- [Written problem] Print, please, the line that contains "Task: Find the animal's chest" and each line after it to the end of the entries, unchanged and with nothing else.

(Extracted records)
=-=-=-=-=

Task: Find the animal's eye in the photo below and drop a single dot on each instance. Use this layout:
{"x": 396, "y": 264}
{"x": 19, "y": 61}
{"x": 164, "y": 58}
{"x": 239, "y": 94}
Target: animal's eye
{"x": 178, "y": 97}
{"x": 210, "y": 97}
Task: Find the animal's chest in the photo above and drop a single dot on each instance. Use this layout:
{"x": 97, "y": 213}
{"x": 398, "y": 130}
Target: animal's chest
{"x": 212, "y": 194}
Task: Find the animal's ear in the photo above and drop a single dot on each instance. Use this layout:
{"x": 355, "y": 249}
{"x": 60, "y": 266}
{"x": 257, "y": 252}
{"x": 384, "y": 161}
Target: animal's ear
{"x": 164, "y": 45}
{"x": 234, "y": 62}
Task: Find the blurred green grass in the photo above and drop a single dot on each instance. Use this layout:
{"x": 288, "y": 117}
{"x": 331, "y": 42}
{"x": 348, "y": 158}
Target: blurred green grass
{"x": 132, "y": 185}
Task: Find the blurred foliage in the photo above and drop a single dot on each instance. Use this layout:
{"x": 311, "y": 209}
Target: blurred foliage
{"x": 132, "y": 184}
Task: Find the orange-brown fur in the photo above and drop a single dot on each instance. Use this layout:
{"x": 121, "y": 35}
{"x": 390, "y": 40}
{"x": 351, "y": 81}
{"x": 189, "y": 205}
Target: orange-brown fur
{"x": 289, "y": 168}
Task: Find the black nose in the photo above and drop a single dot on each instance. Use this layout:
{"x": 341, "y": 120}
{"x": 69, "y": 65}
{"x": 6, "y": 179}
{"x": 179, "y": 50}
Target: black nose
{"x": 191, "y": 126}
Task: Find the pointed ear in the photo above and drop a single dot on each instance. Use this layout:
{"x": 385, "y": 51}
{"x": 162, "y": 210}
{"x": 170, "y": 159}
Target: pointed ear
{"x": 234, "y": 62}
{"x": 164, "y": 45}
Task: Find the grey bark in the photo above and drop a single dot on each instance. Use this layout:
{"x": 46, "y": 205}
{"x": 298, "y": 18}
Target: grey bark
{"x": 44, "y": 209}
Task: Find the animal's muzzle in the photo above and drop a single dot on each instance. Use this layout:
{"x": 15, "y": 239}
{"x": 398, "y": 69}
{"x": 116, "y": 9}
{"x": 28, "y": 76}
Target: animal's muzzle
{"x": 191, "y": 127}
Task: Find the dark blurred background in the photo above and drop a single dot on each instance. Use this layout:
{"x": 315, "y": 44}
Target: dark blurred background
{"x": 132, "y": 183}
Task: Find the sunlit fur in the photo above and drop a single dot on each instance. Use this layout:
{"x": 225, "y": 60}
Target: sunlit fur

=-=-=-=-=

- [Solution to the exercise]
Task: Find the animal's chest in the photo above and drop a single dot on each instance. Use this layout:
{"x": 97, "y": 213}
{"x": 398, "y": 130}
Target: animal's chest
{"x": 212, "y": 194}
Task: Find the animal's ear in the photo above and drop a single dot on each instance. Use this layout:
{"x": 355, "y": 249}
{"x": 60, "y": 266}
{"x": 257, "y": 252}
{"x": 384, "y": 161}
Target: animal's ear
{"x": 164, "y": 45}
{"x": 234, "y": 62}
Task: Find the blurred green grass in the photo above and drop a single dot on each instance. Use this layout:
{"x": 288, "y": 117}
{"x": 331, "y": 42}
{"x": 348, "y": 158}
Target: blurred green grass
{"x": 132, "y": 185}
Task: Find the blurred foliage in the photo above and drop a single dot on each instance. Use this layout:
{"x": 311, "y": 209}
Target: blurred foliage
{"x": 132, "y": 184}
Task: Find the orange-brown fur in the photo above and drop a single dot on each instance. Use this layout:
{"x": 121, "y": 35}
{"x": 390, "y": 40}
{"x": 351, "y": 81}
{"x": 189, "y": 205}
Target: orange-brown fur
{"x": 289, "y": 168}
Task: Find the black nose in the photo above and drop a single dot on each instance. Use this layout:
{"x": 341, "y": 120}
{"x": 69, "y": 65}
{"x": 6, "y": 179}
{"x": 179, "y": 50}
Target: black nose
{"x": 191, "y": 126}
Task: Find the pointed ear in the photo above and drop a single dot on each instance. Use this layout:
{"x": 385, "y": 51}
{"x": 162, "y": 210}
{"x": 170, "y": 159}
Target: pointed ear
{"x": 234, "y": 62}
{"x": 164, "y": 45}
Task: Find the grey bark in the photo above and drop a single dot on each instance. Use this layout:
{"x": 46, "y": 205}
{"x": 298, "y": 18}
Target: grey bark
{"x": 44, "y": 209}
Task: Find the animal's muzzle in the photo above and drop a single dot on each instance. Use this layout:
{"x": 15, "y": 239}
{"x": 398, "y": 69}
{"x": 116, "y": 9}
{"x": 28, "y": 76}
Target: animal's muzzle
{"x": 191, "y": 127}
Task: Find the dark blurred background in the photo above and drop a single dot on each instance. Use this layout:
{"x": 315, "y": 44}
Target: dark blurred background
{"x": 132, "y": 183}
Task: Find the sunlit fur in the photo above and drop a single dot on each instance. Use this layout:
{"x": 225, "y": 60}
Target: sunlit fur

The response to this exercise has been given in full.